#### What you have to do
Count the lines in the listing below that contain the string "wheel". Give only that number.

#### Data
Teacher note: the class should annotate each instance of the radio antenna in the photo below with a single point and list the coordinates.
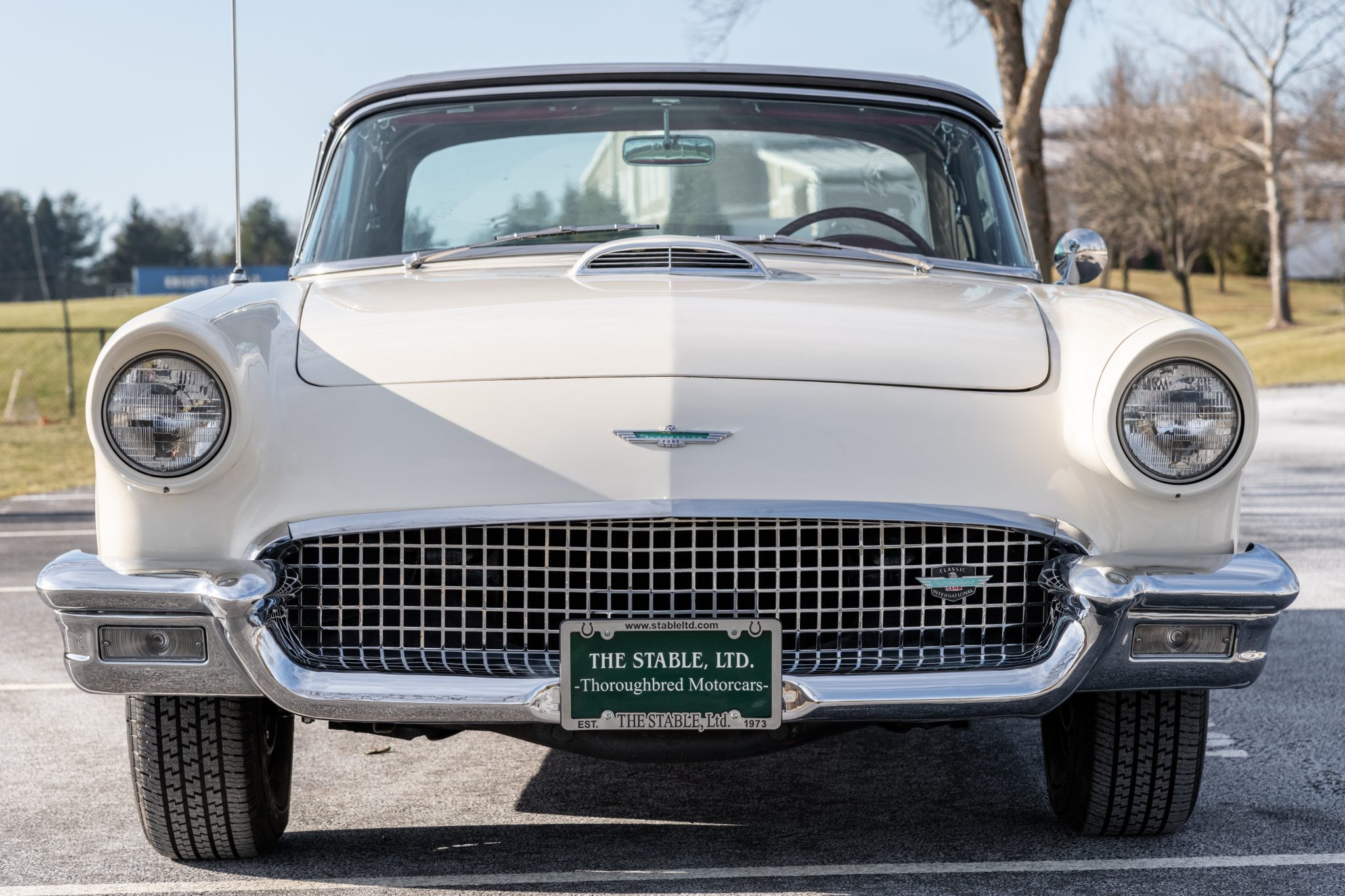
(240, 276)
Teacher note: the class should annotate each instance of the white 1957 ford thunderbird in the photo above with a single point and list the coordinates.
(666, 413)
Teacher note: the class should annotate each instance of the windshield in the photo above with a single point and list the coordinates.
(433, 177)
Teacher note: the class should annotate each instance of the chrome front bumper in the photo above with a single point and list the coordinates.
(1103, 603)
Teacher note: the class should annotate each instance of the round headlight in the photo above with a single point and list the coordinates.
(1180, 421)
(165, 414)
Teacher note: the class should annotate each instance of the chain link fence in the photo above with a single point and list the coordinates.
(45, 371)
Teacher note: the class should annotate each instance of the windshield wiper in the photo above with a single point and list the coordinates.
(919, 264)
(416, 259)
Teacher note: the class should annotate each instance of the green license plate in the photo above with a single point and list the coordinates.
(670, 675)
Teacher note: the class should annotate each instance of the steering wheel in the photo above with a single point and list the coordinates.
(868, 214)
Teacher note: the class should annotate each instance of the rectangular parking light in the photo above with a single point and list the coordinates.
(152, 644)
(1183, 640)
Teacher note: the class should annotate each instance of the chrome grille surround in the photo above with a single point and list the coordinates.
(489, 598)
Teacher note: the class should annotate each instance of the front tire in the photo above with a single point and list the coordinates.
(1128, 762)
(211, 774)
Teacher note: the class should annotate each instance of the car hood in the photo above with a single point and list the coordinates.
(837, 322)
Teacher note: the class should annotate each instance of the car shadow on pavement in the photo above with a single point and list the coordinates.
(861, 797)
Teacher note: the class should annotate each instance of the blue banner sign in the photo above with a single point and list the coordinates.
(152, 281)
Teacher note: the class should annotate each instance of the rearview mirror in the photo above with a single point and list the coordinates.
(1080, 257)
(671, 150)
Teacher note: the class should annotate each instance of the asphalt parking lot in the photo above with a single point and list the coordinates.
(943, 811)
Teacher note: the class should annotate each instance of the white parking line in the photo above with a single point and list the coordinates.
(1219, 746)
(39, 534)
(678, 875)
(53, 498)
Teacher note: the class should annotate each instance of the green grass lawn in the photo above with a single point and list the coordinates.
(1310, 352)
(57, 456)
(54, 456)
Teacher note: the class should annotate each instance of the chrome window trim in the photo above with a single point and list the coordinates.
(663, 508)
(332, 140)
(317, 269)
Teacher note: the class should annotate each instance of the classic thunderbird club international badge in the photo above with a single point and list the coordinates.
(673, 437)
(953, 582)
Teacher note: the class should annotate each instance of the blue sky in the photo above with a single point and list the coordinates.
(115, 100)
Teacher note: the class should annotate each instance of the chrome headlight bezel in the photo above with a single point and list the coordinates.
(1229, 452)
(227, 422)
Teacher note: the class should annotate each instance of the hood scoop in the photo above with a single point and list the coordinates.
(670, 255)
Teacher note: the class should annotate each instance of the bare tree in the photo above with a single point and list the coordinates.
(1323, 179)
(712, 23)
(1023, 85)
(1173, 178)
(1023, 89)
(1279, 41)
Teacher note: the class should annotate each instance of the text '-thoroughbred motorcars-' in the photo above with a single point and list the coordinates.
(669, 414)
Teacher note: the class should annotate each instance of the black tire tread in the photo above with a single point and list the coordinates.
(198, 777)
(1134, 763)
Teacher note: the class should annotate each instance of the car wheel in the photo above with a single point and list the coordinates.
(1128, 762)
(211, 775)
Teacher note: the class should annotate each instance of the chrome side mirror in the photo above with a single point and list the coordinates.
(1080, 257)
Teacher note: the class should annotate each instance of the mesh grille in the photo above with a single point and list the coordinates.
(489, 599)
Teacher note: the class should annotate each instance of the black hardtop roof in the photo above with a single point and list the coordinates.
(783, 77)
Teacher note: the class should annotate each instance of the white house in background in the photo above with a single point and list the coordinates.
(763, 181)
(1317, 227)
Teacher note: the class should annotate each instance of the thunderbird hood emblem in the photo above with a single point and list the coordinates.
(673, 437)
(953, 582)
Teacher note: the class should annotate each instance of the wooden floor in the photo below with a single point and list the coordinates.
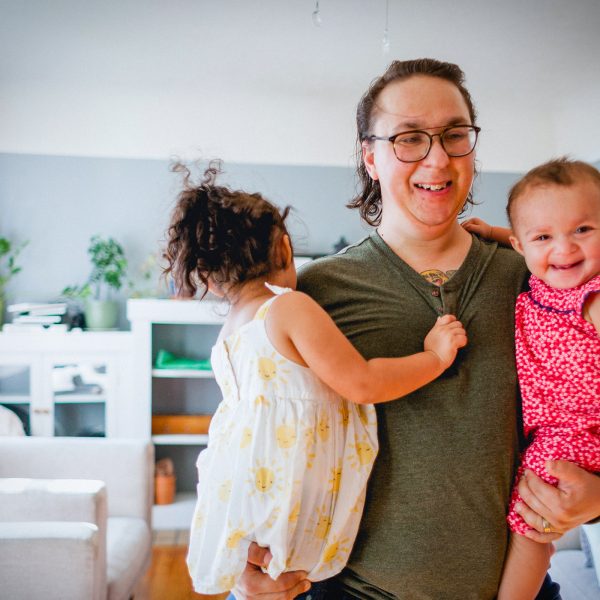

#### Problem solution
2